# Work required
Produce an exact copy of the lines from the line containing "As part of the labeling sprint, tag all instances of tall" through the last line of the entries below, and only those lines.

==============================

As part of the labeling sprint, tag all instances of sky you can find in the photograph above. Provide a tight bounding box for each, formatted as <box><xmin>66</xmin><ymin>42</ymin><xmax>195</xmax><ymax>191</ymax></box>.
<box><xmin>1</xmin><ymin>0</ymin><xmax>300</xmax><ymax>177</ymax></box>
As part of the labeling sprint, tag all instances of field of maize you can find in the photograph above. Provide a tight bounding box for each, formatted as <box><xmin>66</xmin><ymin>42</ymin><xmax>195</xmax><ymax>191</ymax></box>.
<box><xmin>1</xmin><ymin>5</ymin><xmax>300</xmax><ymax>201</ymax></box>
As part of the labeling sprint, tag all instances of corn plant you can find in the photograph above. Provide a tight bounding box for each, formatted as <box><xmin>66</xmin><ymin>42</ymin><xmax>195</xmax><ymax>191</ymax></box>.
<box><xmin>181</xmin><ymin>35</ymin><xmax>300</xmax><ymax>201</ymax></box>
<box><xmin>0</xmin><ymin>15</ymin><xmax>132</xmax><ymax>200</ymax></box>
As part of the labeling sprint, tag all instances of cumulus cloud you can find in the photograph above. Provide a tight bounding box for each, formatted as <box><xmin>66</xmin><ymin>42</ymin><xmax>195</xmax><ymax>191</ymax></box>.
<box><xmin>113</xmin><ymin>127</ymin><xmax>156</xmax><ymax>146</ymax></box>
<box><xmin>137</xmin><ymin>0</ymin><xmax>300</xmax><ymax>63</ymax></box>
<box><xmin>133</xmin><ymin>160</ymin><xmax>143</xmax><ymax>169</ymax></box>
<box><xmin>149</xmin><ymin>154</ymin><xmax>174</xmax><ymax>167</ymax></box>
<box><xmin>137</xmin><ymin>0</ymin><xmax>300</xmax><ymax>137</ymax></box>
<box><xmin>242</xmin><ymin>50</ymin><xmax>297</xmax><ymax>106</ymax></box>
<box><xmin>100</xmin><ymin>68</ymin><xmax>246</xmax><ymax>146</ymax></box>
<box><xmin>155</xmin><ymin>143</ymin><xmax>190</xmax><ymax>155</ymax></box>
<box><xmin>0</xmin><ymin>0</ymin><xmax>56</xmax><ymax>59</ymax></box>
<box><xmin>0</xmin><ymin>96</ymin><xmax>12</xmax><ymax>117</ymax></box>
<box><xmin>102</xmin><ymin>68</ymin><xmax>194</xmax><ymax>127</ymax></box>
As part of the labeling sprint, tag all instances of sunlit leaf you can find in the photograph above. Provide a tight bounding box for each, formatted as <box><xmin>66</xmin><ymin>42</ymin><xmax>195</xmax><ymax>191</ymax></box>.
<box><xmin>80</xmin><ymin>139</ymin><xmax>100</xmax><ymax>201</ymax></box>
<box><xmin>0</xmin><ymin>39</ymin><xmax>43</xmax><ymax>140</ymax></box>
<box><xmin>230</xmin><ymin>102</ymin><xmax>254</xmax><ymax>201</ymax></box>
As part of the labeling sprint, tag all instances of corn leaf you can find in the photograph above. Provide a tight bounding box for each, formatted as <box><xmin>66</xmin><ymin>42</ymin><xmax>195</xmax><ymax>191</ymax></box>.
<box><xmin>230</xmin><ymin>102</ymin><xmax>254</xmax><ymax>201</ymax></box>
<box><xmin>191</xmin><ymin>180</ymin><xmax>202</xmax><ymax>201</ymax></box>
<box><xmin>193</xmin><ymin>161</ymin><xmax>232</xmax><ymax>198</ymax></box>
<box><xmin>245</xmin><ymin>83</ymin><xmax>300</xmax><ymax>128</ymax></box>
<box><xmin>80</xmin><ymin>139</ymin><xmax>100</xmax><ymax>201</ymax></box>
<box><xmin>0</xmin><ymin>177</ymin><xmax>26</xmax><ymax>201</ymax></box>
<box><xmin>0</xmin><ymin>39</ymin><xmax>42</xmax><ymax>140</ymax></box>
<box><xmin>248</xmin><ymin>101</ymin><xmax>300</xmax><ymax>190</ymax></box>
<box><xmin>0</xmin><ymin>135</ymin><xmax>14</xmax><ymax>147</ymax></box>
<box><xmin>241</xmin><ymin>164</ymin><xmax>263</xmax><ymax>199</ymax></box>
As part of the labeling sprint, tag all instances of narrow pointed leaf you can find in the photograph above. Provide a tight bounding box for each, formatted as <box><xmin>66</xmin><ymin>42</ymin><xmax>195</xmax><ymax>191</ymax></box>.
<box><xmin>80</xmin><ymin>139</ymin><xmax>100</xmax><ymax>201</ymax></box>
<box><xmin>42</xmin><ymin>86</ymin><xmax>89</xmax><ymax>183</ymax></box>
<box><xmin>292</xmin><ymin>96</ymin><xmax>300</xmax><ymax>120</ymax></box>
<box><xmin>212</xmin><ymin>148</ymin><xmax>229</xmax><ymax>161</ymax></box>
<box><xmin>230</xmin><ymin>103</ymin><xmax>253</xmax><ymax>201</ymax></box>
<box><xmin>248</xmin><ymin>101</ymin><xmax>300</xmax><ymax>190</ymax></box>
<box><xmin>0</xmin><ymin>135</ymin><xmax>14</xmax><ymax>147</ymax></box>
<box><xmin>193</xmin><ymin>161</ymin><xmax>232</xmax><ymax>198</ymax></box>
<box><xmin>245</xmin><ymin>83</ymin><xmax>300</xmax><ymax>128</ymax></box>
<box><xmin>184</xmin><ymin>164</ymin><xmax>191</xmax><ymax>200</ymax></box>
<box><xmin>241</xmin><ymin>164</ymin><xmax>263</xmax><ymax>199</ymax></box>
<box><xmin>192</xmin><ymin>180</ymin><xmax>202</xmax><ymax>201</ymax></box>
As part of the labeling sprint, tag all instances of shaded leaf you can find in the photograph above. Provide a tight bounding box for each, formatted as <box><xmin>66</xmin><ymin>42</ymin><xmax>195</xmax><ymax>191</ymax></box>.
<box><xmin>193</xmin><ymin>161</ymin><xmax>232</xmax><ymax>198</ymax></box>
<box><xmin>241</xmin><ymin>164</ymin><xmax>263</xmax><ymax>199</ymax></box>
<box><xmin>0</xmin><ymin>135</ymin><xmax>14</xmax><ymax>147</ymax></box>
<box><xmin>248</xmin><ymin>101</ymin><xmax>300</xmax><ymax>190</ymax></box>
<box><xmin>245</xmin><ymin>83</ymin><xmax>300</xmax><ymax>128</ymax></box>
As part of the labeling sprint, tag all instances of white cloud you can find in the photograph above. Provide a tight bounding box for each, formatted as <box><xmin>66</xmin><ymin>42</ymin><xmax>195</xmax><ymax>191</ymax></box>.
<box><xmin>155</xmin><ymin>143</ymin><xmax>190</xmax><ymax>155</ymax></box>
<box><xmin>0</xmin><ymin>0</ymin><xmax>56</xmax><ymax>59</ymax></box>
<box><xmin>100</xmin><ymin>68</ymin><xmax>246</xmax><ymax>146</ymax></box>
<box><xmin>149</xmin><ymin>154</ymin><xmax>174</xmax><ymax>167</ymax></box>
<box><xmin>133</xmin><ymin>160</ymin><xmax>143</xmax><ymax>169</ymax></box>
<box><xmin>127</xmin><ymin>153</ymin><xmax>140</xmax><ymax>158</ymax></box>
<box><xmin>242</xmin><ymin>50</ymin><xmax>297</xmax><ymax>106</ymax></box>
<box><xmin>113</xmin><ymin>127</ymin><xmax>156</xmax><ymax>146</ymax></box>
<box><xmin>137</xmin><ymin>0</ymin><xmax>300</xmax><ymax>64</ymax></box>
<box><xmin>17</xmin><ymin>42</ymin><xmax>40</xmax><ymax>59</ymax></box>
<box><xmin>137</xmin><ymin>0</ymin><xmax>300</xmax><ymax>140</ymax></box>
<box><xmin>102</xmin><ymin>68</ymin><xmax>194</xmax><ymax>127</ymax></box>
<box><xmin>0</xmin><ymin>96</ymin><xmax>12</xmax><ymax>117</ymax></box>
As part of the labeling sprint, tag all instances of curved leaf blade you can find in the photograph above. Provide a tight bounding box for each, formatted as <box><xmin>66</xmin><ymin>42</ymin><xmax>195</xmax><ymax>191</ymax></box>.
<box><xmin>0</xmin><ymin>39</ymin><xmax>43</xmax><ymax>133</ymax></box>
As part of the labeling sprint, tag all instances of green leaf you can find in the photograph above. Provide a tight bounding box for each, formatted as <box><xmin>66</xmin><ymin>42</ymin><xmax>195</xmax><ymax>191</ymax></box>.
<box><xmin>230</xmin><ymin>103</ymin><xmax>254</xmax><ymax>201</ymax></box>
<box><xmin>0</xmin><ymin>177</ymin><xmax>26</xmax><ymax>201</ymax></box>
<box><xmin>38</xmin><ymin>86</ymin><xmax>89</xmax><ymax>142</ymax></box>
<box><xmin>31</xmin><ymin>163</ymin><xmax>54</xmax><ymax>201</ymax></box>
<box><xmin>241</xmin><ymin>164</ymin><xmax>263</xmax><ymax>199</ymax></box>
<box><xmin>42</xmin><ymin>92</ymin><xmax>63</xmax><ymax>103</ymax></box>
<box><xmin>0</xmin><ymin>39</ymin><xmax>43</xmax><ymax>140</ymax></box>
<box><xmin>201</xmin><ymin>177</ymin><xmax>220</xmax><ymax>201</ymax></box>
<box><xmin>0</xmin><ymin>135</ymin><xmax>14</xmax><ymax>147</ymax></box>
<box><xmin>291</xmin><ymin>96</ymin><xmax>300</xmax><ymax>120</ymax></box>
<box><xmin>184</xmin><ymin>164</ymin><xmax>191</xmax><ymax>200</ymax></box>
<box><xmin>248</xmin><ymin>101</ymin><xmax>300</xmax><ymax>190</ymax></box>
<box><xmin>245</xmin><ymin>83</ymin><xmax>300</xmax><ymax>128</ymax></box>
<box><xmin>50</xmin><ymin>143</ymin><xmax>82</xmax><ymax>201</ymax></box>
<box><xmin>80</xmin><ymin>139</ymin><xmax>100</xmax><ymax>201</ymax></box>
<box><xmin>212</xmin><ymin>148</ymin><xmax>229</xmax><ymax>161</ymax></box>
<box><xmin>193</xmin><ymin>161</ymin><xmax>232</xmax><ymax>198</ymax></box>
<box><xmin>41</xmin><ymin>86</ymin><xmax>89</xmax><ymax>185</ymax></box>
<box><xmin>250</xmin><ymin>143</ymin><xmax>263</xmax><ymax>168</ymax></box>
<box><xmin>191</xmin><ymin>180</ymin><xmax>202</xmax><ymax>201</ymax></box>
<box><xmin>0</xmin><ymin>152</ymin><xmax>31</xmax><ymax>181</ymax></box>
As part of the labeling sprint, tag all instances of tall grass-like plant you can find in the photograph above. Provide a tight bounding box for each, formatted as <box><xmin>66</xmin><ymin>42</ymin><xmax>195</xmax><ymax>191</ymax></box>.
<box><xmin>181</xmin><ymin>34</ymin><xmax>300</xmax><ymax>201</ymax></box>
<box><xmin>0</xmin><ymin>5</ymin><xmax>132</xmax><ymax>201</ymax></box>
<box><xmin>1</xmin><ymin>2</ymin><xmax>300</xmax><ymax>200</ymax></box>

==============================

# Task answer
As part of the labeling sprint, tag all instances of tall grass-like plant you can find in the photograph above. Provide a tight bounding box for each, formatted as <box><xmin>66</xmin><ymin>42</ymin><xmax>195</xmax><ymax>191</ymax></box>.
<box><xmin>181</xmin><ymin>34</ymin><xmax>300</xmax><ymax>201</ymax></box>
<box><xmin>0</xmin><ymin>5</ymin><xmax>132</xmax><ymax>201</ymax></box>
<box><xmin>1</xmin><ymin>2</ymin><xmax>300</xmax><ymax>200</ymax></box>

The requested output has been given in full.